Short problem:
Rewrite the material from the line containing "For each instance of the kitchen" (that line included) through the end as a Markdown table with columns Index and Entry, giving each line a number and omitting blank lines.

Data provided:
= = = = = = =

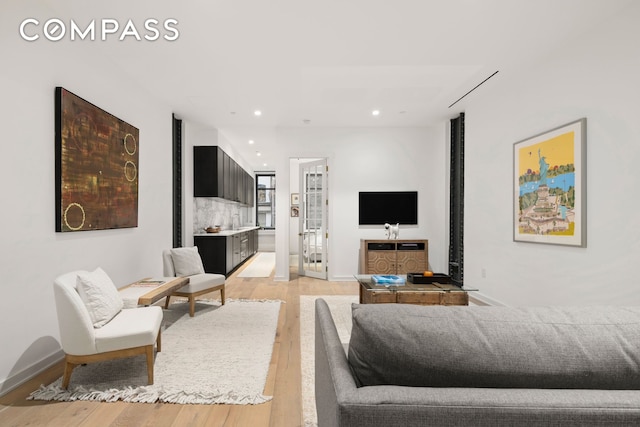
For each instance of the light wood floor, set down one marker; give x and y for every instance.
(283, 381)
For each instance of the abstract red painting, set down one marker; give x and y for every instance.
(96, 167)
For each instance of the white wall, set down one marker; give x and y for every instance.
(33, 254)
(595, 77)
(367, 159)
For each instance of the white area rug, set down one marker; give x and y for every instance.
(340, 306)
(261, 266)
(221, 355)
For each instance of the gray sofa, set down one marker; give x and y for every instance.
(479, 366)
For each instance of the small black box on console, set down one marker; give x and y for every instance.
(419, 278)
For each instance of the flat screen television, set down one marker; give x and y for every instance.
(380, 207)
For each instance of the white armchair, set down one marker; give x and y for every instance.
(180, 262)
(130, 332)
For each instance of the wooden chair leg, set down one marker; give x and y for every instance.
(66, 377)
(150, 363)
(192, 305)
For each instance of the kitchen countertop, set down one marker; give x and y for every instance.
(225, 233)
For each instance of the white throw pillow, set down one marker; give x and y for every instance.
(100, 296)
(187, 261)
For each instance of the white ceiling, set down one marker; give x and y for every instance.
(332, 62)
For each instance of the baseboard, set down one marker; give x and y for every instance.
(21, 377)
(342, 279)
(479, 298)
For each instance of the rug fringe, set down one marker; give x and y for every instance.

= = = = = = =

Output:
| Index | Entry |
|---|---|
| 1 | For each instance of the kitchen countertop, set down one marker; give x and y for every instance. |
| 2 | (225, 233) |
| 3 | For each instance of the white throw pillow, set down one marker; give x and y for every instance. |
| 4 | (100, 296) |
| 5 | (187, 261) |
| 6 | For each instance of the white ceiling, set down one marker; give x and y for every instance. |
| 7 | (332, 62) |
| 8 | For each instance of the baseboard, set down one marker; give x and y for every instance. |
| 9 | (21, 377) |
| 10 | (342, 279) |
| 11 | (479, 298) |
| 12 | For each instance of the rug fringe, set down one marker; give x and y for every instance. |